Locate every line in the items below that contains the word "earth" and copy each one out. Uppercase and lowercase count as different.

┌──

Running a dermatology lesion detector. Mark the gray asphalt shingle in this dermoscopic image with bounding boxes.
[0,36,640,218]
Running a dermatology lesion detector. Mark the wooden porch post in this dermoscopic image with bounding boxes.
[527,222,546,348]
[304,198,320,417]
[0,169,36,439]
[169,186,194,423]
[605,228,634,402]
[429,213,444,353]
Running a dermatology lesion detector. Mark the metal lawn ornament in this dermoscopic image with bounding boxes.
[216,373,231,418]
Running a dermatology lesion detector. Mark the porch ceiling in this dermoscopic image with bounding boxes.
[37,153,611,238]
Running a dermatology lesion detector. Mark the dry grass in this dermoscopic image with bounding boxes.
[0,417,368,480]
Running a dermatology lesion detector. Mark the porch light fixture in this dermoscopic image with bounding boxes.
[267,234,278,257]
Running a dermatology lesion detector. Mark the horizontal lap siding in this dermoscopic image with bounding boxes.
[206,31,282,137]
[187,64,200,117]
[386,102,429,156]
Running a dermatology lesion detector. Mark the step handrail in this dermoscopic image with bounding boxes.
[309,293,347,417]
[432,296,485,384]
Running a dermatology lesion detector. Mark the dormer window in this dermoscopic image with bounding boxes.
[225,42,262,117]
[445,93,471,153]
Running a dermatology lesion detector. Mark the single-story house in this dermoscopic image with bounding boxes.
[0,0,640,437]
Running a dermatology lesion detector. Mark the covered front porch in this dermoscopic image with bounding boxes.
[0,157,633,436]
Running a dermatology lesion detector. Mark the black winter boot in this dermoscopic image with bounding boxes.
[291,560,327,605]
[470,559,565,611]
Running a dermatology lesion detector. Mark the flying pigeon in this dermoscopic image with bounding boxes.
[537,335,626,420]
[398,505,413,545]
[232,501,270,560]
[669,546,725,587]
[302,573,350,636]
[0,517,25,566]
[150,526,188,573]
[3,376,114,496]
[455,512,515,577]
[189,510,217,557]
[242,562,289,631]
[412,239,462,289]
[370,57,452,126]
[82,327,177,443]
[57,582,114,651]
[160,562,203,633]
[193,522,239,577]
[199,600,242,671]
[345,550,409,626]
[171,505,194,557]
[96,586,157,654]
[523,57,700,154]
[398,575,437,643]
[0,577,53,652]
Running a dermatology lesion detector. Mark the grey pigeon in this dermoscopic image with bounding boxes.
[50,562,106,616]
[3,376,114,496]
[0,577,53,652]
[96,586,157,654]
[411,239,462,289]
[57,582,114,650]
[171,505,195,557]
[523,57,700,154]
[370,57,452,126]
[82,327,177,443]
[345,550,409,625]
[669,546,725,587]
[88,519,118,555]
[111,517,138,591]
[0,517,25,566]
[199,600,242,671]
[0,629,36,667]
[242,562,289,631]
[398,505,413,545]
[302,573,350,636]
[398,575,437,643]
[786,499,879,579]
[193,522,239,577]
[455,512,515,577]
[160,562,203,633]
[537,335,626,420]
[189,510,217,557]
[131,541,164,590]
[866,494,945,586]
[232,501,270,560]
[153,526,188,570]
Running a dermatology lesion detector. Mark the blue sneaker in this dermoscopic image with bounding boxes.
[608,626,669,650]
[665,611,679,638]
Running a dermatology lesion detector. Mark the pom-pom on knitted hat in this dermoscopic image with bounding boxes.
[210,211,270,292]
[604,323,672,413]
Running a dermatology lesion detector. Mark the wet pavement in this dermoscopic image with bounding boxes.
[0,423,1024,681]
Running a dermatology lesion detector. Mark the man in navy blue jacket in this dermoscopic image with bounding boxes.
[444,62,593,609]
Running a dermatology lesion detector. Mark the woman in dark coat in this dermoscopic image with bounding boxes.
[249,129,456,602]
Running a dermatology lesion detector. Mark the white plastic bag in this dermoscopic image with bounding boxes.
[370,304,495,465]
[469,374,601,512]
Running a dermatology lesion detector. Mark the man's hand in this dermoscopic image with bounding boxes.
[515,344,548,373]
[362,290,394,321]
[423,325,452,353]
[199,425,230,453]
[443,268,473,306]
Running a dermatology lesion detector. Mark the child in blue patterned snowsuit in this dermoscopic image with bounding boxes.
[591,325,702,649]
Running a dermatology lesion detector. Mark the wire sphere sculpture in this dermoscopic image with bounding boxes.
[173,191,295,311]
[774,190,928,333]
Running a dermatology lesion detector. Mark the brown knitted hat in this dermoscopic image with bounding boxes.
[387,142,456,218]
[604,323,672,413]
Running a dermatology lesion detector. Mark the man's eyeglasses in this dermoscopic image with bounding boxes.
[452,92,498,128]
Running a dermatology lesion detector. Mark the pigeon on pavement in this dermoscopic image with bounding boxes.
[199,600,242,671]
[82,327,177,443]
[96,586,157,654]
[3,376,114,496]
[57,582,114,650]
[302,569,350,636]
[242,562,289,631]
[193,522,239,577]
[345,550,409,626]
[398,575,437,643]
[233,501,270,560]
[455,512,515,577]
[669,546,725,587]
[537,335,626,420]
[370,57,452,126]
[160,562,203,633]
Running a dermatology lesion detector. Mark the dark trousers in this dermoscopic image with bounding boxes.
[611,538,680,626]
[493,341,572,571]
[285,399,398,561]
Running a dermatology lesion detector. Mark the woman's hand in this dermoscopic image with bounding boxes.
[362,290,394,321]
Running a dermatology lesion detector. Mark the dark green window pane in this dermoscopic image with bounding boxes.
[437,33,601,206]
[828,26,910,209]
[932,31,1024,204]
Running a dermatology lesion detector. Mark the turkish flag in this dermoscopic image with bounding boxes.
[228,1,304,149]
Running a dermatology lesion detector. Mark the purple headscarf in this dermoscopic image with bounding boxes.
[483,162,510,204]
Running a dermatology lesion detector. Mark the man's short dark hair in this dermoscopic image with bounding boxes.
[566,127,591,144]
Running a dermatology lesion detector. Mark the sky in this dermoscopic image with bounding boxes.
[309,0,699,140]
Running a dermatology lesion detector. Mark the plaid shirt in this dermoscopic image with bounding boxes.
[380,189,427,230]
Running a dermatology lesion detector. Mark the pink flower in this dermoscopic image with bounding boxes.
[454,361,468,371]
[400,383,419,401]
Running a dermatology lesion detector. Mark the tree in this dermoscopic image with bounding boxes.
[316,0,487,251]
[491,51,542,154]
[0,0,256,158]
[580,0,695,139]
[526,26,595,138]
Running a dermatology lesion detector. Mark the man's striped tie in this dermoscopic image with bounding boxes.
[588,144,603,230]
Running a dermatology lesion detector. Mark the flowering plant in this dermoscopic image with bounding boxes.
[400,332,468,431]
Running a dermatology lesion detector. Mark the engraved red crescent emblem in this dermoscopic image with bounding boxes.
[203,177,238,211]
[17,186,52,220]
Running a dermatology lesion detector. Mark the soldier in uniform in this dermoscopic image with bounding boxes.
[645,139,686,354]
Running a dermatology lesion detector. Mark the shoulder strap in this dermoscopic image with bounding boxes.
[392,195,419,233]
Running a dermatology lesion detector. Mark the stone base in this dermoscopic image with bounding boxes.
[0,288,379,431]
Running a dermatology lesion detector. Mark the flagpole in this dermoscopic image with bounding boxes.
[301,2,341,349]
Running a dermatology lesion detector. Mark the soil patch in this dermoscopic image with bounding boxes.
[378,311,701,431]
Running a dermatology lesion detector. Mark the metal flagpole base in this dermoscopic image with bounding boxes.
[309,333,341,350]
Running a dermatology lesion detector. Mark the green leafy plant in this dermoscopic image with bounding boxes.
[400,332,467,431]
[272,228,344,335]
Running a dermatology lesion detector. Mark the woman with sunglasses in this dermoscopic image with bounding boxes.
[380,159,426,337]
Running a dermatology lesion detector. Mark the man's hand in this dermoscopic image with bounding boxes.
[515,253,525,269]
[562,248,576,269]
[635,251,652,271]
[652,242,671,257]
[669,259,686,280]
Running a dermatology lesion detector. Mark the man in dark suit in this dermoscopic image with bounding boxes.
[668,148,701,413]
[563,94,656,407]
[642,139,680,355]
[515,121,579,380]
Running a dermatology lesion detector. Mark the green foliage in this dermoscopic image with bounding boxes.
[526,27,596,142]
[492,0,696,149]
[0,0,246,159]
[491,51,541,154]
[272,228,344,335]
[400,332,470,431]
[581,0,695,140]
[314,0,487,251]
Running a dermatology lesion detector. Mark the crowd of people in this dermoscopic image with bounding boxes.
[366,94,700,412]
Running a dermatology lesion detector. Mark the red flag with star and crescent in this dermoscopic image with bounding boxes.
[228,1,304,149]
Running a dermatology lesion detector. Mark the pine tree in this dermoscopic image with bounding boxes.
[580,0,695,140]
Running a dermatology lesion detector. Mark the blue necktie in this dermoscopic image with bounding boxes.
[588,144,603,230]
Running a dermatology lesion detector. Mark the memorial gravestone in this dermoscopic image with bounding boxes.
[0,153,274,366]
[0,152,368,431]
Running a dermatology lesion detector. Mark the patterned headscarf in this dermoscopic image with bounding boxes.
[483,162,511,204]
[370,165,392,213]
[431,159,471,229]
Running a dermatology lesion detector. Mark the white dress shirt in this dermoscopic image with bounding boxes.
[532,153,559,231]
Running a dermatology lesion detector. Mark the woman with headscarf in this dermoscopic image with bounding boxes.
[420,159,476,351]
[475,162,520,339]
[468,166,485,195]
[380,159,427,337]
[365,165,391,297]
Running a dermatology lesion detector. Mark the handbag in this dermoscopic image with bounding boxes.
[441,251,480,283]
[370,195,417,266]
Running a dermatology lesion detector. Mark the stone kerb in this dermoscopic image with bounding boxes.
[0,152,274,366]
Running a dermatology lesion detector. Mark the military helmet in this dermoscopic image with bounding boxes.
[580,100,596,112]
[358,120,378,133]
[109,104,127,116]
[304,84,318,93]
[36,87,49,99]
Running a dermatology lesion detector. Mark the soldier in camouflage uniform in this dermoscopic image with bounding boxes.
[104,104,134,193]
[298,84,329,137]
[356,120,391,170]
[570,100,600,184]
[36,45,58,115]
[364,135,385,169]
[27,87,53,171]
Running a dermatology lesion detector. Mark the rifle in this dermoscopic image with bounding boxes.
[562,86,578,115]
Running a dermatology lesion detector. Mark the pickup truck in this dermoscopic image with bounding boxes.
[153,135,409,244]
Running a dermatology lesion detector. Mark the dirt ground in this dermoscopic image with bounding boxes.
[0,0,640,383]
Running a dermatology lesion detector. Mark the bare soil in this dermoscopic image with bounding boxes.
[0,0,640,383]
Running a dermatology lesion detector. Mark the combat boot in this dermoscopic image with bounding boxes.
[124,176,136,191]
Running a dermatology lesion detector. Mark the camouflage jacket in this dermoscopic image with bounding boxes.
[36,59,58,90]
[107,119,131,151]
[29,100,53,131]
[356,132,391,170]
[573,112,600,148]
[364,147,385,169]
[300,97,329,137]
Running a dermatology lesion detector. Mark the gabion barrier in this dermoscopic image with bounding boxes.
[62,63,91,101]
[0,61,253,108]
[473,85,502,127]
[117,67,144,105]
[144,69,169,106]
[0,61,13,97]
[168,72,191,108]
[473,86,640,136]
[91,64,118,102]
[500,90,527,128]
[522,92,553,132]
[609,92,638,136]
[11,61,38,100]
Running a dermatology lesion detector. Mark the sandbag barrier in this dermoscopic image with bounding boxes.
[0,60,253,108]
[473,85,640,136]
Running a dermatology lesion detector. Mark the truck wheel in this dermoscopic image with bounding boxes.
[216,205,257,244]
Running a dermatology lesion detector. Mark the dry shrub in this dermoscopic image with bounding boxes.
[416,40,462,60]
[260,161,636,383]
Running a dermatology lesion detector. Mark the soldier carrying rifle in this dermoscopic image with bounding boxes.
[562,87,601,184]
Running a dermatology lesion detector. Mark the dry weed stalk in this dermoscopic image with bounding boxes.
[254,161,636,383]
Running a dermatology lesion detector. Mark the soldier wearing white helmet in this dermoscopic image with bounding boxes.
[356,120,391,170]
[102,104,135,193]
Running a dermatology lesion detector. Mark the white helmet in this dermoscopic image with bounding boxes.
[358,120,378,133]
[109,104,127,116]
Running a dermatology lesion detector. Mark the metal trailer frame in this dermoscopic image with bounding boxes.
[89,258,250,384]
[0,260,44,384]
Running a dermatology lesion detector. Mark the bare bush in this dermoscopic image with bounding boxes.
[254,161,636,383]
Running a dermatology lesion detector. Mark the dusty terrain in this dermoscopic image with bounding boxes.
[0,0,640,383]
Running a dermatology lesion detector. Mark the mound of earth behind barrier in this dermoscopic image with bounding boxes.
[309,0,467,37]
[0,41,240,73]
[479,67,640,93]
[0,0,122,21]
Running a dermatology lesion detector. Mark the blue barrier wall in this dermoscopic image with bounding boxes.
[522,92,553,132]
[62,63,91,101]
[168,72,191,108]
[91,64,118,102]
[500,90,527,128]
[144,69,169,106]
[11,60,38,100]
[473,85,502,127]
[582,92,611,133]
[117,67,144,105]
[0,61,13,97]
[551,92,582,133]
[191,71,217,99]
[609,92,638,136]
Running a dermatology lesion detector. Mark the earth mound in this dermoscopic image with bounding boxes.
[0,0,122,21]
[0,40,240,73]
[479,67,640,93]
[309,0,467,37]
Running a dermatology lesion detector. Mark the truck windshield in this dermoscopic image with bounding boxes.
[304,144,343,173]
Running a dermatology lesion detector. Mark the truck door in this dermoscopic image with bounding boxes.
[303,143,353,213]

└──

- **Answer below**:
Running a dermatology lesion detector. Mark the mound of earth behind barrier in this dermoscopic image with bounding boxes.
Running a dermatology lesion detector. Mark the earth mound in this dermoscopic image with bounding boxes.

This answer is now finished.